Crypto Tax UK 2024/2025: A Crypto Investor’s Guide to HMRC Rules, CGT & Income Tax

  • Writer: Omar Aswat
    Omar Aswat
  • Mar 11, 2025
  • 6 min read

Updated: Dec 22, 2025

As cryptocurrency continues to gain popularity, understanding crypto tax in the UK for 2024/2025 is crucial for anyone involved in trading, investing, or earning digital assets. The UK government treats cryptocurrency as property rather than currency, meaning transactions are subject to Capital Gains Tax (CGT) or Income Tax.

In this guide, we break down the latest crypto tax rules in the UK, including how CGT and Income Tax apply, what records you need to keep, and how to stay compliant with HMRC.

Table of Contents


Is Cryptocurrency Taxable in the UK?

Yes, cryptocurrency is taxable in the UK. HMRC treats cryptocurrency as property or assets (not currency). Therefore, transactions involving digital currencies like Bitcoin, Ethereum, and others are subject to taxes, typically under Capital Gains Tax or Income Tax, depending on how you use or earn the cryptocurrency. 

Taxation of Cryptocurrency: Capital Gains Tax (CGT)
* * * *
| Request 1 |
Summarize the UK crypto tax guide in two sentences.
| Request 2 |
Extend the UK crypto tax guide by writing on from its final heading.

| Record extracts |
* * * *
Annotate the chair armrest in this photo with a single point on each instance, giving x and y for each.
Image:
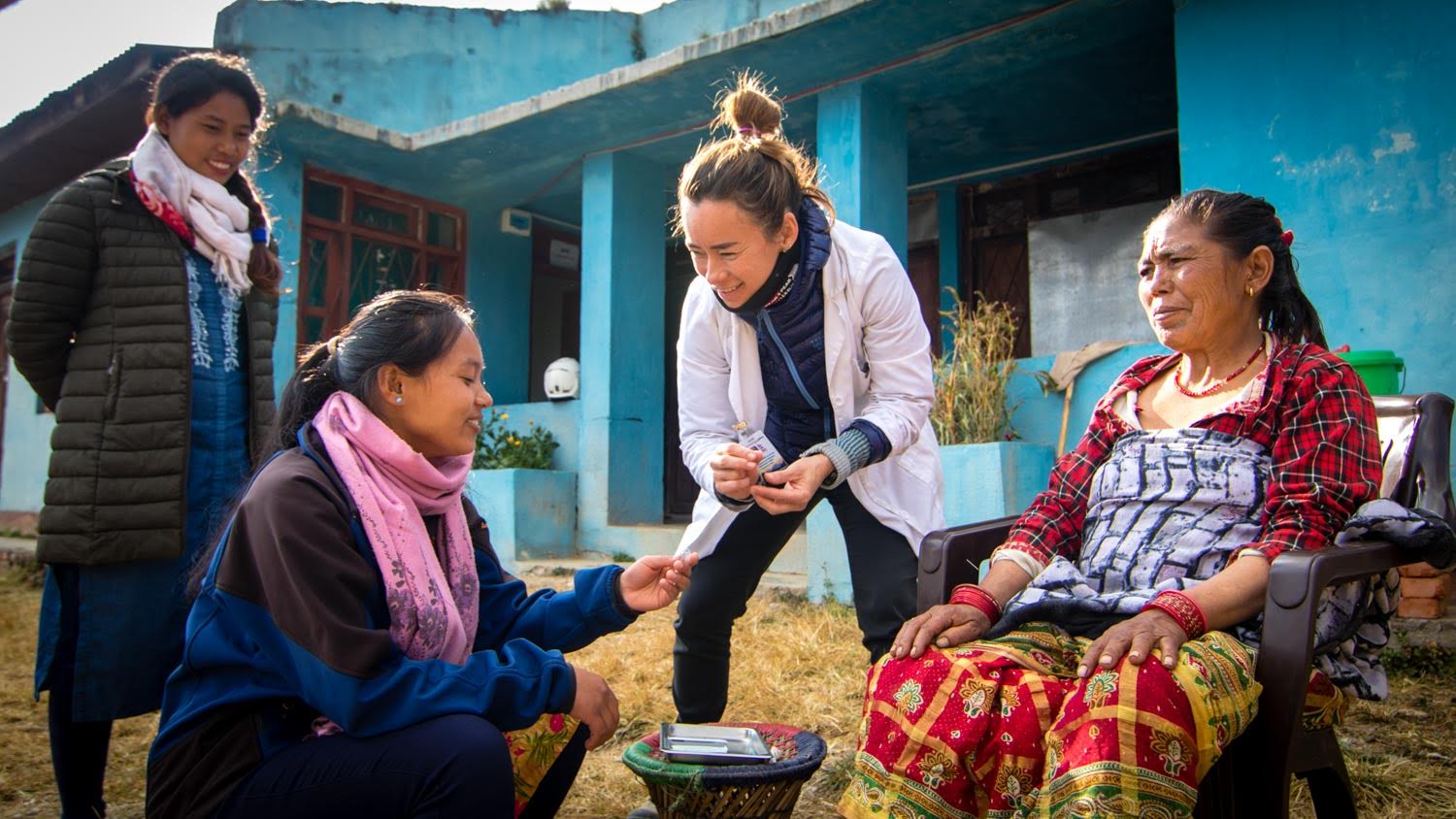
(949, 557)
(1286, 652)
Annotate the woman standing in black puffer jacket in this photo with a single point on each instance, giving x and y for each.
(145, 316)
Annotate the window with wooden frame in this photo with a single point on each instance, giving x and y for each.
(360, 241)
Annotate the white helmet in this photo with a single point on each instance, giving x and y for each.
(562, 378)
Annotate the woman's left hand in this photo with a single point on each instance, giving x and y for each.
(1135, 638)
(794, 486)
(655, 580)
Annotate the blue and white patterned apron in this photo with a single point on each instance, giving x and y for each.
(1167, 510)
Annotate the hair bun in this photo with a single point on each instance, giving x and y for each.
(748, 110)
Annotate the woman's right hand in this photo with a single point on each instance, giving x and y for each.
(948, 624)
(736, 470)
(596, 705)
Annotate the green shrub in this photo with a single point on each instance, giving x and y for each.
(503, 448)
(1420, 661)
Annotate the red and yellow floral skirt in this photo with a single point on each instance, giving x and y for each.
(1005, 728)
(535, 749)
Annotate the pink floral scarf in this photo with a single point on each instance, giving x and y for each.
(393, 487)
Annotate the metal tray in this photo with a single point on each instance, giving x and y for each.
(712, 745)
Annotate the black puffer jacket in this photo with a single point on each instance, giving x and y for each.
(101, 329)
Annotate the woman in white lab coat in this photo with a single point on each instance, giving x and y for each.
(804, 332)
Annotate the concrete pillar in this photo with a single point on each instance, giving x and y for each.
(623, 206)
(948, 232)
(862, 150)
(498, 284)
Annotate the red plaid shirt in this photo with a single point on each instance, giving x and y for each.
(1313, 416)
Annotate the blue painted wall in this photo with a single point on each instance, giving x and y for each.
(498, 284)
(623, 203)
(1344, 121)
(413, 67)
(687, 20)
(26, 432)
(280, 178)
(862, 150)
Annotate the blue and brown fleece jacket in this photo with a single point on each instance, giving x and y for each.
(290, 624)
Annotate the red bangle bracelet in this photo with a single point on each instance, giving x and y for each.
(977, 598)
(1184, 611)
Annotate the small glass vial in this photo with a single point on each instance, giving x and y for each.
(759, 442)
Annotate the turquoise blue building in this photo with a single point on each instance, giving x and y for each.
(1012, 148)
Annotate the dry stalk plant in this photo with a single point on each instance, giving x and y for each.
(970, 380)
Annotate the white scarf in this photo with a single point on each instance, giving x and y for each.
(217, 218)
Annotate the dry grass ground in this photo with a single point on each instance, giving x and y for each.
(795, 662)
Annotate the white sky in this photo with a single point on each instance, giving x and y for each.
(46, 46)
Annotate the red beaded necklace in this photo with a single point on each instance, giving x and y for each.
(1217, 384)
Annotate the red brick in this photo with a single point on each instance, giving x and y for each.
(1420, 571)
(1426, 586)
(1420, 608)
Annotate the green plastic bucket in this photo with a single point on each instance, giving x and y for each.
(1377, 369)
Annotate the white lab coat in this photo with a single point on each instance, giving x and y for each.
(877, 360)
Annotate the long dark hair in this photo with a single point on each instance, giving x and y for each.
(753, 166)
(189, 82)
(1241, 223)
(410, 329)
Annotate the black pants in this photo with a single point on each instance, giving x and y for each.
(881, 568)
(454, 766)
(78, 749)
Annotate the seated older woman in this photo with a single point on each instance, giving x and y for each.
(1107, 658)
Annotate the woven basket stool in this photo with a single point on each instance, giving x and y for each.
(681, 790)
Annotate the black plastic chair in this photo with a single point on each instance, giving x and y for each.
(1252, 777)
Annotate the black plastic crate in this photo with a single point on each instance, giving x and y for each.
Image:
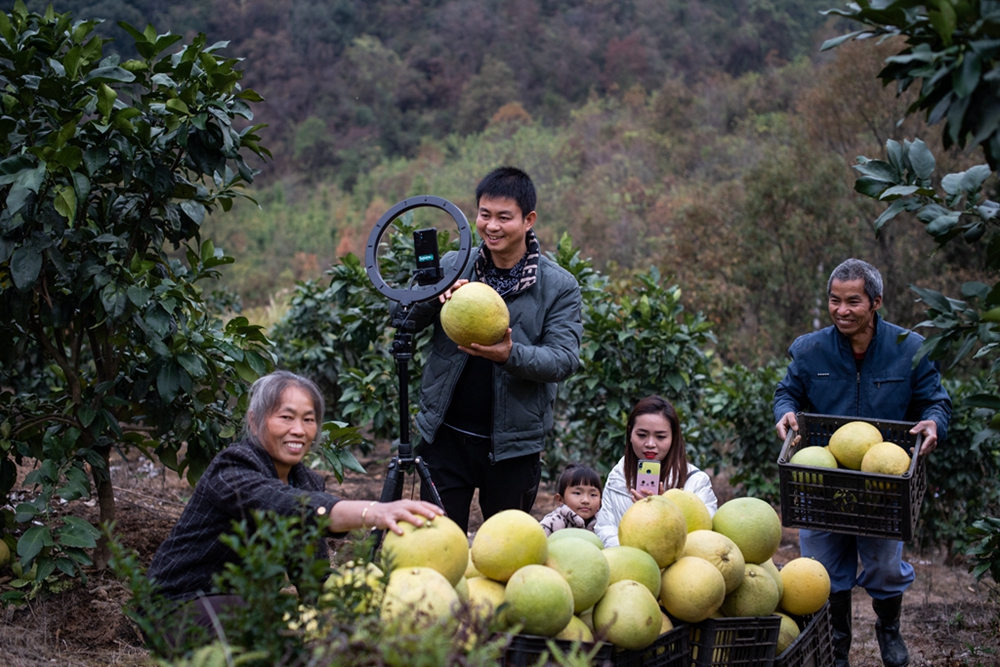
* * * *
| Final answer 1 |
The UK treats cryptocurrency as property rather than currency, so transactions involving digital assets such as Bitcoin and Ethereum are subject to Capital Gains Tax or Income Tax, depending on how the cryptocurrency is used or earned. The guide sets out to explain how these taxes apply, what records to keep, and how to stay compliant with HMRC.

| Final answer 2 |
When you dispose of cryptocurrency - whether through selling, trading, or using it to pay for goods or services - it may be subject to Capital Gains Tax (CGT). This applies when you make a gain on the sale or exchange of cryptocurrency. Note the below thoroughly as there are many misconceptions on when a gain crystalises.  

When Do You Pay Capital Gains Tax (CGT) on Crypto in the UK?

  • Selling cryptocurrency for GBP or another fiat currency. 

  • Trading one cryptocurrency for another (e.g., exchanging Bitcoin for Ethereum). 

  • Using cryptocurrency to buy goods or services. 

How to Calculate Crypto Capital Gains Tax (CGT) in the UK

To calculate CGT, you subtract the cost basis (what you originally paid for the cryptocurrency) from the proceeds (the value at which you sell or exchange it). 

Example:

  • You bought 1 Bitcoin at say £90,000 and sold it for £95,000. 

  • Your capital gain would be £5,000. 

Annual CGT Exemption for Crypto Investors (2024/2025)

For the 2024/2025 tax year, the annual exemption is £3,000. This means the first £3,000 of your capital gains are tax-free. If your total gains for the year exceed this amount, you will pay CGT on the excess.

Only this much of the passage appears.